SELECTED TEXT: Begin
The Face We Were Never Meant To See

Sarann Spiegel, Staff Writer

In the age of selfies, one look at Instagram, TikTok, or Snapchat is a barrage of faces and bodies. The internet has become a presentation of the self in which we commodify smiles and poses with awkward hands lingering on beveled knees. Here is a chance to look at yourself. Here, have a little peek. Try to pose like a model and spend an hour deliberating on whether or not your hip looks strange. Has it always stuck out like that? Ugh. Why does anyone even look at you? And so we turn to scream at the top of our lungs about self-love. Influencers and unknown users post about their struggle to look in the mirror and find themselves beautiful. We take to sticking post-its to mirrors or writing on them with dry-erase markers. Or, if you are like me, you try to carve out a cave under the mountain that is the internet where your own face goes unacknowledged. In the damp dark down here, we cannot see each other. We only have our voices.

On a recent stay in my cave, I scrolled past the post pictured. User fanaas says, “i just dont think we were made to look at ourselves.” Malaak responds with two quotes, the first from The Book of Disquiet by Fernando Pessoa and the second from Immortality by Milan Kundera. It was seven in the morning, and school was fast approaching, but the words stuck with me for the rest of the day. Then the rest of the week. Now it has been over a month. I am still thinking: am I supposed to know my own face?
SELECTED TEXT: End
DATA TO EXAMINE: Begin
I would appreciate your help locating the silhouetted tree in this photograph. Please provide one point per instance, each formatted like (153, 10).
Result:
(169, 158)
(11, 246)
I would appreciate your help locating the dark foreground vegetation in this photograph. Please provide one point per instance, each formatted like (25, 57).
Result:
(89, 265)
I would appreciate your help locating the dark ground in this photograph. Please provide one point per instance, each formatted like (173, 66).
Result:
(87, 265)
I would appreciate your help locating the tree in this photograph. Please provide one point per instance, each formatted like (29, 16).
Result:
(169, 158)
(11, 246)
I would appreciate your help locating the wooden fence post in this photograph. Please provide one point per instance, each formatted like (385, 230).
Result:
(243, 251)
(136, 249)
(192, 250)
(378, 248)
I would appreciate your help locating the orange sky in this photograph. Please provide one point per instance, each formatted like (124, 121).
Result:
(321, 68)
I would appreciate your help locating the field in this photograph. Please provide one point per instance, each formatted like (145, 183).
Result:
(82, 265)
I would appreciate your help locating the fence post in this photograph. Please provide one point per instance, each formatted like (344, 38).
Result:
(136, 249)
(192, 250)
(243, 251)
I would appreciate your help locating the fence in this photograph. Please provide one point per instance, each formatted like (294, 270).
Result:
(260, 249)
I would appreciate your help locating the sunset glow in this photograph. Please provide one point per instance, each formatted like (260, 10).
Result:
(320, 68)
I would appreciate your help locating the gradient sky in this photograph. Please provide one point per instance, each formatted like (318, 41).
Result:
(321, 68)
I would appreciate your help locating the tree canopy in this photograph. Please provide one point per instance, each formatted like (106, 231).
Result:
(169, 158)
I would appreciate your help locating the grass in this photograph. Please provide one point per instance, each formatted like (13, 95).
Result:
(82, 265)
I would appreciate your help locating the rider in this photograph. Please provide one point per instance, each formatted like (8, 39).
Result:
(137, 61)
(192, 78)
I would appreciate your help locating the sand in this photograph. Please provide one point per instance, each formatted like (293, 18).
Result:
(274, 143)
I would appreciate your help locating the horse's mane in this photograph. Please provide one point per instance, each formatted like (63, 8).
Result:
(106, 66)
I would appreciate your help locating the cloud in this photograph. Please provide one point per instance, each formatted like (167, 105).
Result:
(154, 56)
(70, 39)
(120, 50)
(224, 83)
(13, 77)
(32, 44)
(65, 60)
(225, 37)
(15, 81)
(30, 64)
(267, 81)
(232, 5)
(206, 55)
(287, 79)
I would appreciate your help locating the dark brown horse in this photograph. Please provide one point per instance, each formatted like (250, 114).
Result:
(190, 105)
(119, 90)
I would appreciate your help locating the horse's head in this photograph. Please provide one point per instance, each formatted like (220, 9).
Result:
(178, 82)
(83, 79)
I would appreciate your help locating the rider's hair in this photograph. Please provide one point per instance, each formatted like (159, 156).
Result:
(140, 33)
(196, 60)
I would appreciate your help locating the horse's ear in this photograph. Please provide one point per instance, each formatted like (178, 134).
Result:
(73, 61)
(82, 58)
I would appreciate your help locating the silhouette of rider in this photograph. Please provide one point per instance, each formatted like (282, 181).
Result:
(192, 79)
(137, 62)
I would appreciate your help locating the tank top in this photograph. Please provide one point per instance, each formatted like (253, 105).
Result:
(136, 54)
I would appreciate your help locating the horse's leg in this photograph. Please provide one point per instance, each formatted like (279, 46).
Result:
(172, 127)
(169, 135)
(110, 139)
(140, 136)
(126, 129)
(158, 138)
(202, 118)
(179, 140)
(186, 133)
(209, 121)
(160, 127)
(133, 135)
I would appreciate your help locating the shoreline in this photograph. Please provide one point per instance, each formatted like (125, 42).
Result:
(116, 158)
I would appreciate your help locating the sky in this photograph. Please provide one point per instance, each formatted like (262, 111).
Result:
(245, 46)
DATA TO EXAMINE: End
DATA TO EXAMINE: Begin
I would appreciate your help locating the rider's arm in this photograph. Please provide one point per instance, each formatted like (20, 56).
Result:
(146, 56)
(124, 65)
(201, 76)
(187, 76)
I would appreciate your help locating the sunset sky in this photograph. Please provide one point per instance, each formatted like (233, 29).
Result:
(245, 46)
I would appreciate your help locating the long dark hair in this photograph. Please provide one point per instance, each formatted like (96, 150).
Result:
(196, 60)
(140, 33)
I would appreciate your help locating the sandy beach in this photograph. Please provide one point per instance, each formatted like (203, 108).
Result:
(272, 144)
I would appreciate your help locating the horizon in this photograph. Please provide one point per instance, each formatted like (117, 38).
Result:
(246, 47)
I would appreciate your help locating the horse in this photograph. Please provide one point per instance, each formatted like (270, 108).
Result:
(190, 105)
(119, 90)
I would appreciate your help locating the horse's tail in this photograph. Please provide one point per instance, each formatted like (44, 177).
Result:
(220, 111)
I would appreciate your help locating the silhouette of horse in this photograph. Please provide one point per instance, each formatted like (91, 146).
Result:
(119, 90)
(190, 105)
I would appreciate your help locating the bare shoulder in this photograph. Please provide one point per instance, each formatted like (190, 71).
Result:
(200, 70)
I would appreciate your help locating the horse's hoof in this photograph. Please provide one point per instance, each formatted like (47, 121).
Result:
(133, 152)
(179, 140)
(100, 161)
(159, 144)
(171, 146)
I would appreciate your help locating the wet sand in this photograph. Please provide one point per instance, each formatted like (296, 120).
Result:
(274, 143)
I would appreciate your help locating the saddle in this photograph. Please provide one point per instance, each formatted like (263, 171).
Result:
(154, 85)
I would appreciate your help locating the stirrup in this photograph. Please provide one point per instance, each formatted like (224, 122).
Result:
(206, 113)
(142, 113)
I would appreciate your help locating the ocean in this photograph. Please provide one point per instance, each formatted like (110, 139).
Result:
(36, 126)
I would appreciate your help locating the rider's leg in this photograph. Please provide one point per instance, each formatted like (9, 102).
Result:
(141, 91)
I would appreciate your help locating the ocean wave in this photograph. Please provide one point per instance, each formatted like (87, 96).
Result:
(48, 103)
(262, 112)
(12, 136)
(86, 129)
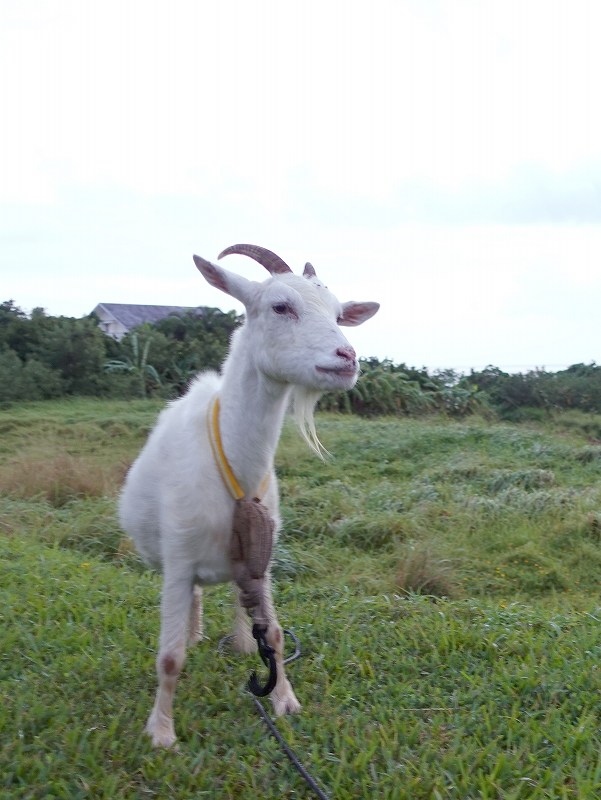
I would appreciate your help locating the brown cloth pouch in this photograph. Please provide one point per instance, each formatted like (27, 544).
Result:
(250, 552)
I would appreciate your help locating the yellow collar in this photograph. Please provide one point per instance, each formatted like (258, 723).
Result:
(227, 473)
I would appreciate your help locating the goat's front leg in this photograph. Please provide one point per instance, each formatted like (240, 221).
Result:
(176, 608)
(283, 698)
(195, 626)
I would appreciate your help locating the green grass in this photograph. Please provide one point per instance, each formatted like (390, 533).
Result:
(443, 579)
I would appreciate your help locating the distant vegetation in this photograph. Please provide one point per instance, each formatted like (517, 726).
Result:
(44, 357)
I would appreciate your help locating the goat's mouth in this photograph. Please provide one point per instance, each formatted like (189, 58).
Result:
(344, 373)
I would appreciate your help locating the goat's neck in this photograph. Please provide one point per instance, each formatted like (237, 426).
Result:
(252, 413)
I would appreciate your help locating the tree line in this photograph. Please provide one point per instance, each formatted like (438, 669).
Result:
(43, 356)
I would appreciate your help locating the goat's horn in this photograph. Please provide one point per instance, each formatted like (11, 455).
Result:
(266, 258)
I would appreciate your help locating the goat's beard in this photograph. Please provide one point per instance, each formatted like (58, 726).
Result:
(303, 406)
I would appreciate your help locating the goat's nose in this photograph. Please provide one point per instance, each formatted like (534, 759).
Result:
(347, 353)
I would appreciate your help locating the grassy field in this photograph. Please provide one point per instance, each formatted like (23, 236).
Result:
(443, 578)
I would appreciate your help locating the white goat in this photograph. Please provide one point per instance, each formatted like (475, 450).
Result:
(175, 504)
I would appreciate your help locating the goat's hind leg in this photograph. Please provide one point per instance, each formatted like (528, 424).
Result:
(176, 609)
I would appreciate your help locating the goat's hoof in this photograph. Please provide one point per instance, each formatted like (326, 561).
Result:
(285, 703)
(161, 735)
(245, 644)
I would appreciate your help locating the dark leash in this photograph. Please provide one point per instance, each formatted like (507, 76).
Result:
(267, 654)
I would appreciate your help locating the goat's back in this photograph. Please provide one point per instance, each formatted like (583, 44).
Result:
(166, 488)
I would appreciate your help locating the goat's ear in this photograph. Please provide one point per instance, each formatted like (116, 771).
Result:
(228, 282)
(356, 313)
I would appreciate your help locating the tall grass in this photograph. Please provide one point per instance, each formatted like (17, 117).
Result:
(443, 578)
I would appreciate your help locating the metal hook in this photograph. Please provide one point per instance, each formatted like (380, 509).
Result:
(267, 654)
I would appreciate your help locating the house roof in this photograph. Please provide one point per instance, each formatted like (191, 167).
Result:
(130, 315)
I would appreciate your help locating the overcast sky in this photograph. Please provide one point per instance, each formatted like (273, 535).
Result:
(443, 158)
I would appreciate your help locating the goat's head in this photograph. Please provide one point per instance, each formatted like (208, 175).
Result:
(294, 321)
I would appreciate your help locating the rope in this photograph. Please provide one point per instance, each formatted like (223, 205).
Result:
DATA TO EXAMINE: End
DATA TO EXAMINE: Begin
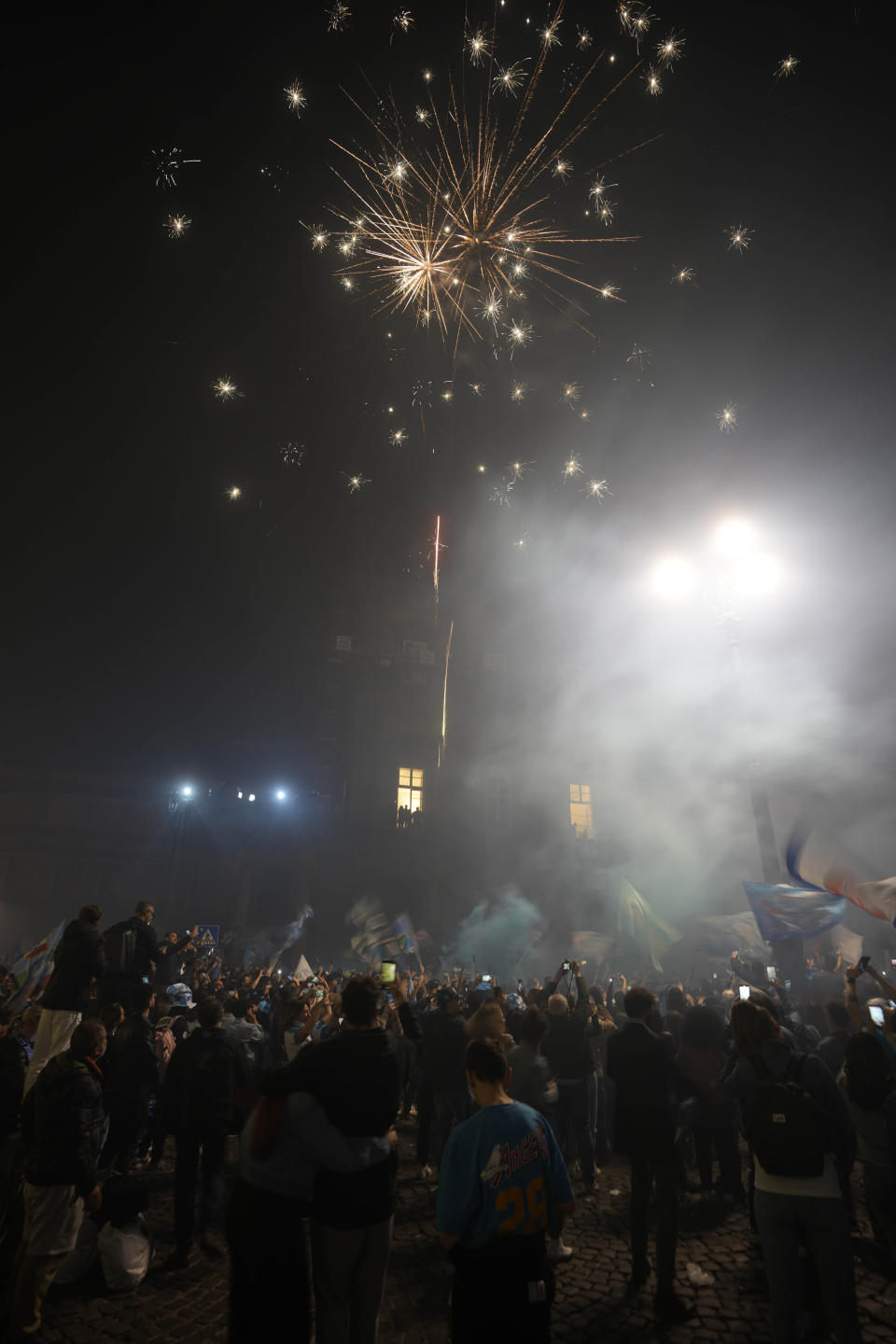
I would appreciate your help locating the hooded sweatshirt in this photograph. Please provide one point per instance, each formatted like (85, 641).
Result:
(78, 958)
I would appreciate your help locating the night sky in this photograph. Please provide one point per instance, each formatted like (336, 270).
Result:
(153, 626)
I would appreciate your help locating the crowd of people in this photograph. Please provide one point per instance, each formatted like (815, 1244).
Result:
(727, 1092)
DATA TO EXAMINE: End
TASK REQUIREMENTS.
A) In the article about seeing our own faces, which two books does Malaak quote in reply to the post by user fanaas?
B) Carry the article about seeing our own faces forward from its final sentence.

ANSWERS BY ITEM.
A) The Book of Disquiet by Fernando Pessoa and Immortality by Milan Kundera.

B)
Before mirrors were invented, humankind had only reflections in pools to see themselves. Our reflections were warped – the water’s surface rippled with the breeze and the tides. You could see a murky reflection staring back at you, but nothing significant. Our faces were as defined as the clouds floating across the sky. And yet we deemed those flimsy images a danger. The Ancient Greeks wrote of Narcissus, a man who (already being prone to pride) glimpsed his reflection in a lake and fell madly in love with himself. He sat there staring at his reflection for days. The ground grew around his legs, and still, he stayed, eventually dying of starvation. Narcissus turned to flowers and is now the namesake of a medical condition: narcissism. The flowers are named after him, too.

Similarly, the doppelgänger from German folklore is a mirror image of a living person whose appearance is an omen of bad luck or death. This concept of an “evil twin” has pervaded literature and film from Fyodor Dostoyevsky’s The Double to the popular show The Vampire Diaries. Even Superman has a mirror-self: Bizarro. Representing the total-reverse of Superman, Bizarro often plays the villain, murdering civilians and failing to understand the difference between good and evil. Then there are stories like Stranger Things, where mirror dimensions spill chaos and cruelty into the world.

But why are mirrors so often used to represent corruption and evil? It might be a result of the inaccuracies held within our reflection. In a 2008 article from The New York Times called “Mirrors Don’t Lie. Mislead? Oh, Yes.”, a doctor who studied the nature of mirrors explained the harsh reality. “Outline your face on a mirror, and you will find it to be exactly half the size of your real face” (Angier 2008). My mother and my flimsy experimentation was terrifying proof. While the length of my head, from chin to crown, is about eight inches, my reflection declared it only four and a half to five. Stepping closer to the glass changed nothing. The article states, “Step back as much as you please, and the size of that outlined oval will not change…even as the background scene reflected in the mirror steadily changes” (Angier 2008). And that is without mentioning how we perceive our reflection’s attractiveness.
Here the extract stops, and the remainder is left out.